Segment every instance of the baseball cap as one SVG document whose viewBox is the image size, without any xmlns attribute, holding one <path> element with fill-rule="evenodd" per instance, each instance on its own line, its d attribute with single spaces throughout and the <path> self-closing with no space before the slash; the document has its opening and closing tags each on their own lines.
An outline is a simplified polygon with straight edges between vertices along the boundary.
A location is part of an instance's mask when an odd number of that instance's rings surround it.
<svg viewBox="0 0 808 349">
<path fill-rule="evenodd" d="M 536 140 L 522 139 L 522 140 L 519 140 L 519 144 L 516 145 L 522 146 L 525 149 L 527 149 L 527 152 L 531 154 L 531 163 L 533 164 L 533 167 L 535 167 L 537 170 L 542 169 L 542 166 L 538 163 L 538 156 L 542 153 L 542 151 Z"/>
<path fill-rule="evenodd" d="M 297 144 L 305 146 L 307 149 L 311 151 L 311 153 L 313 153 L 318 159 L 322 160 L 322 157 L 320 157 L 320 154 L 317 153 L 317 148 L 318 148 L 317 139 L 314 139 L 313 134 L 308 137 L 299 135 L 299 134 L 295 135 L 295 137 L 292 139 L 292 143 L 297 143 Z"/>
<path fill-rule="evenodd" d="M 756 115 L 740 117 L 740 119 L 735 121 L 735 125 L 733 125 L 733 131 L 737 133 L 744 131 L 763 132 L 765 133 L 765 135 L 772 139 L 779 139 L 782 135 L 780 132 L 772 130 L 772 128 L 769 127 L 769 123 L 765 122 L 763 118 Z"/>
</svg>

- STATED PROBLEM
Reproduce the records in full, exactly as written.

- ANSWER IN FULL
Segment every instance of the baseball cap as one SVG document whose viewBox is the image size, without any xmlns attribute, holding one <path> element with fill-rule="evenodd" per instance, each instance on its own line, its d attribute with single spaces throughout and the <path> self-closing with no space before the slash; the document has its opening and closing tags each on their own lines.
An outline is a simplified polygon with straight edges between vertices along the boundary.
A location is part of an instance's mask when an odd number of that instance's rings surround it.
<svg viewBox="0 0 808 349">
<path fill-rule="evenodd" d="M 536 140 L 522 139 L 522 140 L 519 140 L 519 144 L 516 145 L 522 146 L 525 149 L 527 149 L 527 152 L 531 154 L 531 163 L 533 164 L 533 167 L 535 167 L 537 170 L 542 169 L 542 166 L 538 163 L 538 156 L 542 153 L 542 151 Z"/>
<path fill-rule="evenodd" d="M 297 144 L 305 146 L 307 149 L 311 151 L 311 153 L 313 153 L 318 159 L 322 160 L 322 157 L 320 157 L 320 154 L 317 153 L 317 148 L 318 148 L 317 139 L 314 139 L 313 134 L 308 137 L 299 135 L 299 134 L 295 135 L 295 137 L 292 139 L 292 143 L 297 143 Z"/>
<path fill-rule="evenodd" d="M 756 115 L 740 117 L 740 119 L 735 121 L 735 125 L 733 125 L 733 131 L 737 133 L 744 131 L 763 132 L 765 133 L 765 135 L 772 139 L 779 139 L 782 135 L 780 132 L 772 130 L 772 128 L 769 127 L 769 123 L 765 122 L 763 118 Z"/>
</svg>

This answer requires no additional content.